Given problem
Copy every line from the one containing "Task: set a point on the smiling" through the last line of the records below, both included, and nothing else.

## Begin

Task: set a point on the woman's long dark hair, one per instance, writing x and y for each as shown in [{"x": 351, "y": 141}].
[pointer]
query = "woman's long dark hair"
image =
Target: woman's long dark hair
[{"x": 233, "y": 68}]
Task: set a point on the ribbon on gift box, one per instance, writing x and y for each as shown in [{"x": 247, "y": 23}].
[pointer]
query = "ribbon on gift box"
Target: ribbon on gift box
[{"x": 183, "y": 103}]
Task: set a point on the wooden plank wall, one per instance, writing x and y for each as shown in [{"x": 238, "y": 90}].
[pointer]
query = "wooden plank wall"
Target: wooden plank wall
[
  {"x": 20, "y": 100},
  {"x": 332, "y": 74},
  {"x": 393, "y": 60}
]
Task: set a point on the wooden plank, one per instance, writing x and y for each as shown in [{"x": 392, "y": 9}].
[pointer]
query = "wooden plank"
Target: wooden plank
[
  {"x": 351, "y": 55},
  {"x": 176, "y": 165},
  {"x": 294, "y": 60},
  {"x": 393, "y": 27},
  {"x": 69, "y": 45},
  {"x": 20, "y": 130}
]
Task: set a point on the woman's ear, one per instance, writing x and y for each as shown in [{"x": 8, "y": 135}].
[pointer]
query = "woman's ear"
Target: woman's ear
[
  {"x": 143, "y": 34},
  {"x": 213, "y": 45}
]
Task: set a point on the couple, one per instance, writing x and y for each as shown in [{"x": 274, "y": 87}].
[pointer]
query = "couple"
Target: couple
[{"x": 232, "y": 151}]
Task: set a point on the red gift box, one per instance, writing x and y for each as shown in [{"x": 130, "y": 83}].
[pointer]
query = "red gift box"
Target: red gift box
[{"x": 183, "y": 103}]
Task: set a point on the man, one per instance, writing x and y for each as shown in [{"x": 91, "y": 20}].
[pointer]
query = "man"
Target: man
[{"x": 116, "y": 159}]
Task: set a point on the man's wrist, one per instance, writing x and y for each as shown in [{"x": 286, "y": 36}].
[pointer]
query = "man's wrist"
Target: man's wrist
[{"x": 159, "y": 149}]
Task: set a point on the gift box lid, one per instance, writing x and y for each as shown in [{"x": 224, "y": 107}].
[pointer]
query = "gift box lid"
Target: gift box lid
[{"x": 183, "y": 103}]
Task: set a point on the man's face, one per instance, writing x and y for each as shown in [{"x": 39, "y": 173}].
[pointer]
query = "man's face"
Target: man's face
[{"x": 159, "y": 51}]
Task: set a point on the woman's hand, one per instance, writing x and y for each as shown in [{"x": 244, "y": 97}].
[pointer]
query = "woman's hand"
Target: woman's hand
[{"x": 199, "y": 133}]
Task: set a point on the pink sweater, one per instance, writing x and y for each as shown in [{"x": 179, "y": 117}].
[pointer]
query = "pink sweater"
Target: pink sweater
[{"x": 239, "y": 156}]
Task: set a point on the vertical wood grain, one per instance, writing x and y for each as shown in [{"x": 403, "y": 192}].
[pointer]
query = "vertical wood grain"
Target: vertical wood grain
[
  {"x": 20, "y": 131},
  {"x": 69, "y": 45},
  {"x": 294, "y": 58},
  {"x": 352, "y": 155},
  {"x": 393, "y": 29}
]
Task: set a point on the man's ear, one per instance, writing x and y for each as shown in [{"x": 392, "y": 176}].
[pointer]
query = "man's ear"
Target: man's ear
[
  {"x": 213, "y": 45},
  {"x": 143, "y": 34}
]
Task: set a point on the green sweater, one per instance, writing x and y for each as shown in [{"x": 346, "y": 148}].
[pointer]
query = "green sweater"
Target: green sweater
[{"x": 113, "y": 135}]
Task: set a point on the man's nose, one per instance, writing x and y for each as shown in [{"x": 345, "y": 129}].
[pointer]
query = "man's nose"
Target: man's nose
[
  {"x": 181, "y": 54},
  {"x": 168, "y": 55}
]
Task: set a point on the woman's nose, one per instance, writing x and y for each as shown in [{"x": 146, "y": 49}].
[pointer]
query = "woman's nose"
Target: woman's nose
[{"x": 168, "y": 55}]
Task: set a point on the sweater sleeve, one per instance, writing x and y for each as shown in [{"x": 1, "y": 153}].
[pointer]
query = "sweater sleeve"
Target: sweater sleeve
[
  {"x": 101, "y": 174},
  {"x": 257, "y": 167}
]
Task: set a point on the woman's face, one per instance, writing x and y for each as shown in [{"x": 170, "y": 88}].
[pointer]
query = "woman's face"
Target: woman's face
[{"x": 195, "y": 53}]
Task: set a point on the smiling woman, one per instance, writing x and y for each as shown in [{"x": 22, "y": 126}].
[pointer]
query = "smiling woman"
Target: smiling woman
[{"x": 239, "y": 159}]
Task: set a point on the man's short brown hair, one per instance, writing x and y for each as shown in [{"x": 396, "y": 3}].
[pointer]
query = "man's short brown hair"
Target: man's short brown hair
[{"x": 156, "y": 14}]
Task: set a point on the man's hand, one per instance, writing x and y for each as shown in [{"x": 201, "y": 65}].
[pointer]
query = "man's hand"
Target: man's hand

## End

Reply to the exercise
Task: set a point on the smiling woman, one per instance, writing x and y for each as shown in [{"x": 22, "y": 126}].
[pointer]
query = "smiling woman"
Target: smiling woman
[{"x": 239, "y": 159}]
Task: set a point on the man's short brown hair, one per instance, writing x and y for each as shown in [{"x": 396, "y": 3}].
[pointer]
query = "man's short brown hair"
Target: man's short brown hair
[{"x": 156, "y": 14}]
Task: set a point on the man's hand, one per instance, writing x and y for each as shown in [{"x": 201, "y": 65}].
[pointer]
query = "man's hand"
Target: man's hand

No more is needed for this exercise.